WHAT THE TASK REQUIRES — Word for word, print all of the entries below.

Stored data entries
....
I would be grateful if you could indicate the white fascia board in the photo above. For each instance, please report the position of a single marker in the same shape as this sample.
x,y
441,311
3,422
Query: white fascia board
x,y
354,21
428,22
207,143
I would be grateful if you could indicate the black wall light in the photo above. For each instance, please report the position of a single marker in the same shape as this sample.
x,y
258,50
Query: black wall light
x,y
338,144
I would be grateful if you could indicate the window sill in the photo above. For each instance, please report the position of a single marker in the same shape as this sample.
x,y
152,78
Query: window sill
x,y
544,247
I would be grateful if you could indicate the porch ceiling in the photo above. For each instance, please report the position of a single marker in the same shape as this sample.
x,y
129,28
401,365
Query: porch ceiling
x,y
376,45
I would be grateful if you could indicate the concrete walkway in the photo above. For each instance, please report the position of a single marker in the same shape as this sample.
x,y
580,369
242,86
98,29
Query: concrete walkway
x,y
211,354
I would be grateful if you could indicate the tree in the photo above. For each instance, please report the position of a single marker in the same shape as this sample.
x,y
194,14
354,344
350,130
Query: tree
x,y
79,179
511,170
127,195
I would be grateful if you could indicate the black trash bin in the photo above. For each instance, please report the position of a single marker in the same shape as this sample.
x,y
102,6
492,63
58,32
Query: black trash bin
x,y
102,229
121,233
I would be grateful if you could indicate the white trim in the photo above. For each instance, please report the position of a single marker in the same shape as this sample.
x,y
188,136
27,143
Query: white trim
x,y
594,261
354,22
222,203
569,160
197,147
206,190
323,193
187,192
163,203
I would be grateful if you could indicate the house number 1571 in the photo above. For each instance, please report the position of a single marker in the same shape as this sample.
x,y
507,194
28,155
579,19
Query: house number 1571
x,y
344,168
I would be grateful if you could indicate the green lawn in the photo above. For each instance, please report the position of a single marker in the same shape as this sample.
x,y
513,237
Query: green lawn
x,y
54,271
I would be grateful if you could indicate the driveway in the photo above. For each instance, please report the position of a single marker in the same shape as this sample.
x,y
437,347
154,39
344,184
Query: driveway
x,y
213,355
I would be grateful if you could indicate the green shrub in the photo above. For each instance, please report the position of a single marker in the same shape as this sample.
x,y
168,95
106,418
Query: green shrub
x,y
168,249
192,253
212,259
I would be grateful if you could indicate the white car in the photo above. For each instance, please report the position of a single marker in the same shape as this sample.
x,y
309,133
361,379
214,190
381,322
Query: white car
....
RESPONSE BELOW —
I would be grateful if you could indicate the white fascia board in the photo above. For each instance, please report the position of a single marker in the same shape as this sample.
x,y
441,311
3,422
Query: white fascia board
x,y
354,21
428,22
207,143
I would be grateful if you could indicate the black wall light in the photo above. For each instance, please report the position of a single marker in the same shape as this sample.
x,y
258,50
Query: black wall light
x,y
338,144
I would be grateful if you could indicate the window sill in the photo above. For each instance, please report the position of a single marker in the same shape as this sample.
x,y
152,78
Query: window sill
x,y
544,247
I would be grateful if you could indicate the porch ceiling in the photo above. For each instance, please report the position of a single marker in the same shape as this sample.
x,y
129,28
401,365
Query: porch ceiling
x,y
376,45
I would be grateful if you could indicate the concrete walkway in the photo above. For each instance, please report the position of a single marker in the same shape as this sample.
x,y
580,369
242,86
98,29
Query: concrete walkway
x,y
211,354
I would be grateful if you could indicate the tree in the photo above. For each instance, please report the position of a single marker in the same shape as this sample.
x,y
194,14
354,344
350,130
Query: tree
x,y
79,179
511,170
127,195
I would be grateful if you could indicate the black trash bin in the photo above. For each instance, please report the position of a single marker in the same shape as this sample.
x,y
102,6
492,63
58,32
Query: black trash bin
x,y
102,229
121,233
I would be grateful if you could indicate the white trim in the photo above. For each instance, please report the position of a single marker in the same shape as this sample.
x,y
188,136
27,143
Query: white trim
x,y
594,261
354,22
222,203
569,160
197,147
206,190
323,193
187,192
163,203
I would be grateful if you could indicate the house number 1571 in the photo above. For each instance, please report the position of a single marker in the same shape as this sample.
x,y
507,194
28,155
579,19
Query: house number 1571
x,y
344,168
I would be grateful if you could indicate the green lawn in the photo above. For each instance, please report the position of a single marker in the same shape as this sample.
x,y
513,237
Query: green lawn
x,y
54,271
I would be grateful if you could indicate the driveway in the photo above. For each instance, please report the position of a single marker in the same shape as this sample.
x,y
437,347
154,39
344,184
Query: driveway
x,y
213,355
I would be grateful if you could indicate the green shrub in the photo above. For each instance, please report the position of a single marker in the same shape as this sample.
x,y
168,95
106,418
Query: green shrub
x,y
168,249
192,253
212,259
I would be grateful if you could indicate the white car in the photo above. For each instance, please report the position of a single marker in the same shape as this sample.
x,y
309,133
361,379
214,190
381,322
Query: white car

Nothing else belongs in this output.